**WHAT YOU NEED TO DO**
Each entry below is to be transcribed exactly.

Dataset items
= = =

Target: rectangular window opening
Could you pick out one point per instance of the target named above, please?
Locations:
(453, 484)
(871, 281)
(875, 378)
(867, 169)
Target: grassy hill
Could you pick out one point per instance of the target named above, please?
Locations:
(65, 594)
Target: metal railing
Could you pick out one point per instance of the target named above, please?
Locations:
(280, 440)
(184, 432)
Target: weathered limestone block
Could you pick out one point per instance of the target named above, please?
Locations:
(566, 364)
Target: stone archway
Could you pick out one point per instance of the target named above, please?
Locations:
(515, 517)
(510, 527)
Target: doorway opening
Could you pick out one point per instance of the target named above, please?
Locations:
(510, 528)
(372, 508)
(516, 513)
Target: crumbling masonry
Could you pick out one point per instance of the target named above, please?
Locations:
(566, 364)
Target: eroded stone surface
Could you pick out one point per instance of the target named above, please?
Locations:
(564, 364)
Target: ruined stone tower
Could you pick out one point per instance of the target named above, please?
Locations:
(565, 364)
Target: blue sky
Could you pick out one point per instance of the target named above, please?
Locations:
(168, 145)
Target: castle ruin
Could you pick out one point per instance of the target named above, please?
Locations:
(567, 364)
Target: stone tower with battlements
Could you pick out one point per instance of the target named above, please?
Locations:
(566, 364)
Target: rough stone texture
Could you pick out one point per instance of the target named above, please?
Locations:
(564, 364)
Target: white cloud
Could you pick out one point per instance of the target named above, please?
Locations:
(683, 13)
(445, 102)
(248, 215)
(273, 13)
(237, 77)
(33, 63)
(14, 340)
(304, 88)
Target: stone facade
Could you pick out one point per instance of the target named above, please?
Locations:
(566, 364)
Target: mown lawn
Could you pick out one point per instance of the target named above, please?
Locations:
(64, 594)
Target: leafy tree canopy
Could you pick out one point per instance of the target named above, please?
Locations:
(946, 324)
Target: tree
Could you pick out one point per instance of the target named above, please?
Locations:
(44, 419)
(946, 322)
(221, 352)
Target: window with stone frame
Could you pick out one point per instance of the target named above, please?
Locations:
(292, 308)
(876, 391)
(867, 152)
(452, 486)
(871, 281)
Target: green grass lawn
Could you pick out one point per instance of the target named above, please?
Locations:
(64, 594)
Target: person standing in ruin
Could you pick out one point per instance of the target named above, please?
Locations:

= = =

**EXERCISE ANSWER**
Target: rectangular window opening
Could you pick out one point per instance of the target named above, please?
Locations:
(453, 484)
(871, 281)
(875, 378)
(867, 169)
Target: grassy hill
Could you pick out one point per instance of the target named above, please?
Locations:
(65, 594)
Target: metal railing
Could you pick out one point per instance of the target named above, please?
Locations:
(280, 440)
(184, 432)
Target: weathered limestone block
Could you pick out one point per instance of the target named above, please?
Locations:
(566, 364)
Target: stone archway
Could you pick out one point per instance of the target named above, please?
Locations:
(515, 517)
(510, 527)
Target: doorway opening
Could you pick out one point per instance of the target named above, please?
Locations:
(510, 528)
(372, 508)
(516, 513)
Target: crumbling masonry
Could you pick out one point per instance of the target named above, please?
Locations:
(566, 364)
Target: eroded stone surface
Could you pick out one point per instance of the target named above, please?
Locations:
(564, 364)
Target: ruined stone tower
Could you pick out one point per instance of the target named above, please?
Locations:
(565, 364)
Target: blue sky
Could you pick out one point per instance of the target named above, please?
Locations:
(168, 145)
Target: castle ruin
Could you pick out one point per instance of the target named above, please?
Locations:
(567, 364)
Target: stone tower with battlements
Could you pick out one point per instance of the target named above, please?
Locations:
(566, 364)
Target: rough stone texture
Could you pick out one point per instance of the target named above, please?
Locations:
(564, 364)
Target: white cloud
Could you pick out one point per instance of the target named above, please?
Locations:
(683, 13)
(445, 102)
(248, 215)
(273, 13)
(237, 77)
(33, 63)
(14, 340)
(304, 88)
Target: stone facade
Could you pick out one point per instance of the target named above, please?
Locations:
(566, 364)
Target: mown lawn
Could you pick out one point per instance of the target named above, please?
Locations:
(64, 594)
Target: leafy tree canopy
Could you pick out one point per instance of the target named above, please?
Locations:
(946, 324)
Target: tree
Could you pick out one point per instance of the target named above, please?
Locations:
(44, 419)
(946, 322)
(221, 352)
Target: window with stone frame
Could you pick out one point per instance of the target named above, please?
Locations:
(292, 308)
(876, 391)
(867, 152)
(452, 486)
(871, 281)
Target: green grass lawn
Could you pick out one point per instance of the target named above, please?
Locations:
(64, 594)
Target: person standing in ruin
Could you pick out one point per instance of the target named above, please?
Locations:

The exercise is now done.